## Exercise instructions
Leaving out every line that comes before the one containing "Query: rear passenger window", output the rest of the records exactly, the final line included.

## Referring expression data
=== Begin Enclosure ===

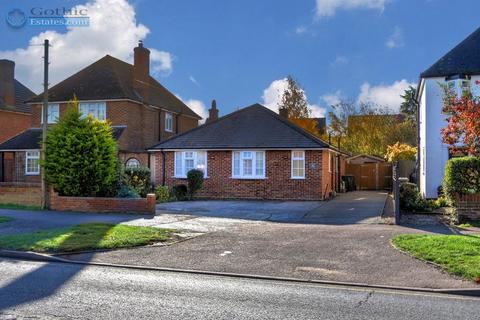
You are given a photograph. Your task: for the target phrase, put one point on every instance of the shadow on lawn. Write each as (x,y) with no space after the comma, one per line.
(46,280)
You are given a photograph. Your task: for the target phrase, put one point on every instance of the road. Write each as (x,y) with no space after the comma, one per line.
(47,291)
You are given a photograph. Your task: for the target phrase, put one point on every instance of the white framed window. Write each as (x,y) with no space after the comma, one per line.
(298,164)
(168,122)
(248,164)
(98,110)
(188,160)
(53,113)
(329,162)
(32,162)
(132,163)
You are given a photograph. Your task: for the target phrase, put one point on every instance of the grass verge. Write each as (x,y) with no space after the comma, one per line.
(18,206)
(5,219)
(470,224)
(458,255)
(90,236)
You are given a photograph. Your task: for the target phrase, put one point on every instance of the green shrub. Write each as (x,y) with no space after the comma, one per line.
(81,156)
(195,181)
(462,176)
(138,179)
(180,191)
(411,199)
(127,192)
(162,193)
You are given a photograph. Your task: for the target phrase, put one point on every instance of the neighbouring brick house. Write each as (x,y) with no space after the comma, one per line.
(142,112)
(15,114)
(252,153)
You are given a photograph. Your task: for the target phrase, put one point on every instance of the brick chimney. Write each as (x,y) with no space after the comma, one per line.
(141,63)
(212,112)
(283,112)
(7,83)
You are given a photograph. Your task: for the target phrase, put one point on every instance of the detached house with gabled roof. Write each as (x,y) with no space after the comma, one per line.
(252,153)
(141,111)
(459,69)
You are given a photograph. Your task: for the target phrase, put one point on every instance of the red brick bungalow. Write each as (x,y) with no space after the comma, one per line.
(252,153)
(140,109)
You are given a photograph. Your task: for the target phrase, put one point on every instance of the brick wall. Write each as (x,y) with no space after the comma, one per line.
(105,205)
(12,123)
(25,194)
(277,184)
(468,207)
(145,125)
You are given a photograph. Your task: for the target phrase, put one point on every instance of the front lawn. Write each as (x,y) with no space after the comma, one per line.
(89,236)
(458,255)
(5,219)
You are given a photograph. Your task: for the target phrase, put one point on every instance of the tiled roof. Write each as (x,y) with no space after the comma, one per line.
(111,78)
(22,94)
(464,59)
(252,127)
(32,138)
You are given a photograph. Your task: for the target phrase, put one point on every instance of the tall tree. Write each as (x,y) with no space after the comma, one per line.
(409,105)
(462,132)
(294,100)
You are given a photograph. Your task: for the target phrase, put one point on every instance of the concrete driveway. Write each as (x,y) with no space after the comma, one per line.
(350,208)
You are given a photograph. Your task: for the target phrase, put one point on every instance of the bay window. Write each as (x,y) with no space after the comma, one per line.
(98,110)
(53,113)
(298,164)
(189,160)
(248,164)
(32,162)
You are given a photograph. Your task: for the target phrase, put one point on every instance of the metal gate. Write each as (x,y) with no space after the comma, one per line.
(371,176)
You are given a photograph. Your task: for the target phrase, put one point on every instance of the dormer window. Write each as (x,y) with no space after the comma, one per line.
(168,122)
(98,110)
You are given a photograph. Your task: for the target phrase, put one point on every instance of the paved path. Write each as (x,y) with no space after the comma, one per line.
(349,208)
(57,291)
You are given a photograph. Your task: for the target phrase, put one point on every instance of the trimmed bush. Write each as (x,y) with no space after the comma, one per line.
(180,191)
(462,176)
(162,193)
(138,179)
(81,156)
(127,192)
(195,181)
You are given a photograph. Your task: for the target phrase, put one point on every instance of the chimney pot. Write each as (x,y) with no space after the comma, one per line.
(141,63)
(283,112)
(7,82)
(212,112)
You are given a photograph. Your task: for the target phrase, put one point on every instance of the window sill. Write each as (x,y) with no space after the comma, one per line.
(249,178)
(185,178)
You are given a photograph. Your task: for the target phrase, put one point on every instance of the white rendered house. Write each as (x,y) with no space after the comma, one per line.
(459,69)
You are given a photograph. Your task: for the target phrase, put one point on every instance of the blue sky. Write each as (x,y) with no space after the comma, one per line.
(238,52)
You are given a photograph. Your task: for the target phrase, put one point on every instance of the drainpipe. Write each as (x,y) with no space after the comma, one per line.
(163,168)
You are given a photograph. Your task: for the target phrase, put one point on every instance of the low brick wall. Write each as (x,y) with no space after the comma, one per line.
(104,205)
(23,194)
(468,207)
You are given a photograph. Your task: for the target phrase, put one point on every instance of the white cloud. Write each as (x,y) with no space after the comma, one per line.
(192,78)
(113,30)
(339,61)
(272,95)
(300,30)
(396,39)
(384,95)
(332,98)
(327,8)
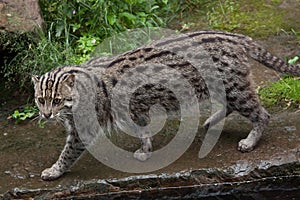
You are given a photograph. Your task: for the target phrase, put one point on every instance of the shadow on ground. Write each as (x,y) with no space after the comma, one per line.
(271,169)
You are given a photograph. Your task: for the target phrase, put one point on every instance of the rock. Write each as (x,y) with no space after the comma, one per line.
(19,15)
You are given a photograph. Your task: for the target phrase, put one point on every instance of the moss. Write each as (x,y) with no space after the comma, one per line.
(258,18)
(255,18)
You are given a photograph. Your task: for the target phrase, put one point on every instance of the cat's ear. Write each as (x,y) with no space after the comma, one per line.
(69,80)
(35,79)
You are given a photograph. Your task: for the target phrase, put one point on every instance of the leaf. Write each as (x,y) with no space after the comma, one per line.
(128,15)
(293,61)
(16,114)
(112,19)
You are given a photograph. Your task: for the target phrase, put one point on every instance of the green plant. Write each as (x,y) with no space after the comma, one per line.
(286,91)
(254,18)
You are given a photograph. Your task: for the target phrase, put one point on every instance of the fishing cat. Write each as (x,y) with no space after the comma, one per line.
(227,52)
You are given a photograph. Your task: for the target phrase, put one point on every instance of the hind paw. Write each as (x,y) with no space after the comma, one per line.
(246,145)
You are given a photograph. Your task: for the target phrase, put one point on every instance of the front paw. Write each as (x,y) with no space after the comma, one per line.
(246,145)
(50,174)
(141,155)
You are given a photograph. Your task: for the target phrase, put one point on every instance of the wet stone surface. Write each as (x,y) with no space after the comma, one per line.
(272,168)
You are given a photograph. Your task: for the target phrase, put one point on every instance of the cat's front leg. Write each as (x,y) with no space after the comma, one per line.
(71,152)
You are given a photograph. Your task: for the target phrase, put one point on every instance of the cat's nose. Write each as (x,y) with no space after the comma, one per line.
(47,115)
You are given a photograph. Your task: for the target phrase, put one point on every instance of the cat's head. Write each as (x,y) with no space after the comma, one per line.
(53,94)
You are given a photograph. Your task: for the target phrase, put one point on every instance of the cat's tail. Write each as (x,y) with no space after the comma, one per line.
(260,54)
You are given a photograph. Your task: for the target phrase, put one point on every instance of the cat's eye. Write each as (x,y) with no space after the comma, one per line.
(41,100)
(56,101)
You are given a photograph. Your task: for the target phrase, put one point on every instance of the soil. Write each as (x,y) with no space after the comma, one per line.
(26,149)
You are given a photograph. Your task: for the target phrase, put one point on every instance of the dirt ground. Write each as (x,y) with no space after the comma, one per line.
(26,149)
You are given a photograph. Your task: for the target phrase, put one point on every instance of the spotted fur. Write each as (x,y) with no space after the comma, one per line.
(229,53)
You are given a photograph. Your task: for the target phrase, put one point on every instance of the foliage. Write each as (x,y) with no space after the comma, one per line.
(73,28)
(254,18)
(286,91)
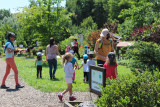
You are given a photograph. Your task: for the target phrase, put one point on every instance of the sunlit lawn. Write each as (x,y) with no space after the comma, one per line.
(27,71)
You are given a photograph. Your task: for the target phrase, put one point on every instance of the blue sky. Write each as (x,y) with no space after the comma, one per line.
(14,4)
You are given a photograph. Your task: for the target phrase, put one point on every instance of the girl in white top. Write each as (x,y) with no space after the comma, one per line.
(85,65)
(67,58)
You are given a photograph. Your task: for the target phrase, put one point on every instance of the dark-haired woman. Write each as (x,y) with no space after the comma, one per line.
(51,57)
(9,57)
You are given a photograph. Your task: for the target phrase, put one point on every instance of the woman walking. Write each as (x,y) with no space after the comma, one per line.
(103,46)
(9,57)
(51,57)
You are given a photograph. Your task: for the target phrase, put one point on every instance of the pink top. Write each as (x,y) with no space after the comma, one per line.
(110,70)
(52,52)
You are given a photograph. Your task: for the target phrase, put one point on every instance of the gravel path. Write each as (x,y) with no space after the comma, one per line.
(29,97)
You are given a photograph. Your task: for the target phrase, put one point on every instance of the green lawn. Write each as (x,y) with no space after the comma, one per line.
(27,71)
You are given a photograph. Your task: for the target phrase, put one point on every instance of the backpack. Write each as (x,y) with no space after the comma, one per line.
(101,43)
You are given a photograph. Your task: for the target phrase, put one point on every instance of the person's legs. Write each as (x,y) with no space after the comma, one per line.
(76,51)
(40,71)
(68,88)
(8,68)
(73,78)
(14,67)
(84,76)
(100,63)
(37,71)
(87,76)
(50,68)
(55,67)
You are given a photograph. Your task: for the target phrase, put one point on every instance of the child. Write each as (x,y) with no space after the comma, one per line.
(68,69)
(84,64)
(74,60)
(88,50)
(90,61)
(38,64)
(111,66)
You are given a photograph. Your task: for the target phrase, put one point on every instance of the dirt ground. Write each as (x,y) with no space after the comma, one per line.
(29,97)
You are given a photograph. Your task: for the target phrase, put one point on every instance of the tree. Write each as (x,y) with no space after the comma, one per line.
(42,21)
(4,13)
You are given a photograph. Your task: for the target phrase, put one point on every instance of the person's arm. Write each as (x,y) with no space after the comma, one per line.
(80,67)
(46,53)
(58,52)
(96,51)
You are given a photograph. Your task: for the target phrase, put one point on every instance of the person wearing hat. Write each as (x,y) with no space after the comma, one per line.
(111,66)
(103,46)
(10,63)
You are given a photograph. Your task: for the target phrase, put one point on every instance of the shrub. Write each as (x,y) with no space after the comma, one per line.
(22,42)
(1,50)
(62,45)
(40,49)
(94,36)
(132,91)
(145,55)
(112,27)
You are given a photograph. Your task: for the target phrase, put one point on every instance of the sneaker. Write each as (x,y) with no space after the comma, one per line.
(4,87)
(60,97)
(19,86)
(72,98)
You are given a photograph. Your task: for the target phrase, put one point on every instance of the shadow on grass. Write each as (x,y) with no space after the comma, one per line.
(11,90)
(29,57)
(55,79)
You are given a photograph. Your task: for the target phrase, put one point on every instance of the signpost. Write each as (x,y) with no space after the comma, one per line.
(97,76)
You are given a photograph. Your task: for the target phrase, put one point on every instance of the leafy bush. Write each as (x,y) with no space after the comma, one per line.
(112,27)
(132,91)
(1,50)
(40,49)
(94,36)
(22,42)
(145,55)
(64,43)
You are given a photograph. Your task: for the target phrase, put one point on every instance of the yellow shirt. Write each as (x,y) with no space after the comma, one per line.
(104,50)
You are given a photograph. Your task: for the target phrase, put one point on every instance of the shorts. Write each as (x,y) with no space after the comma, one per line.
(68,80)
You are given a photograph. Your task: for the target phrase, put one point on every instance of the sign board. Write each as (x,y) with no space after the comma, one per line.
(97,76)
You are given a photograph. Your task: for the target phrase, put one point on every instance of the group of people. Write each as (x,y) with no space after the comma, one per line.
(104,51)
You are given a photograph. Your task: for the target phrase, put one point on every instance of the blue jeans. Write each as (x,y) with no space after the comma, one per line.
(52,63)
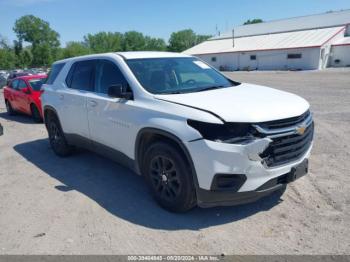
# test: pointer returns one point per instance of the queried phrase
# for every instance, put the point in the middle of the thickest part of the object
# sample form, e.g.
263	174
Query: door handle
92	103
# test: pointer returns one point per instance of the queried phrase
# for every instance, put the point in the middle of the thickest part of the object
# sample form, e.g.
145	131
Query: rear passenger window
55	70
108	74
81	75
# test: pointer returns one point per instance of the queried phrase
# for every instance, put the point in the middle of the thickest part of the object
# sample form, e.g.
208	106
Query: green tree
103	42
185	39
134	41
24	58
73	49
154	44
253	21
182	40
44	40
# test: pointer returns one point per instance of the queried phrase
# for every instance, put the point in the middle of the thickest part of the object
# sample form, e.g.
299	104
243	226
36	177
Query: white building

=== End Enclosure ===

## Response to this exercise
Query: rear passenger window
55	70
108	74
81	75
# test: pointer returns one point per instance of the queried phrase
# for every instance, put the point in the middle of the thickest part of the object
# sample form, e.g.
208	106
Query: green tree
103	42
185	39
134	41
24	58
73	49
154	44
253	21
182	40
44	40
# test: pointer returns one point per instance of the queried phrase
# for every instance, put the point in the middle of the thickest part of the object
# sample form, e.g.
299	104
243	226
36	177
Query: white building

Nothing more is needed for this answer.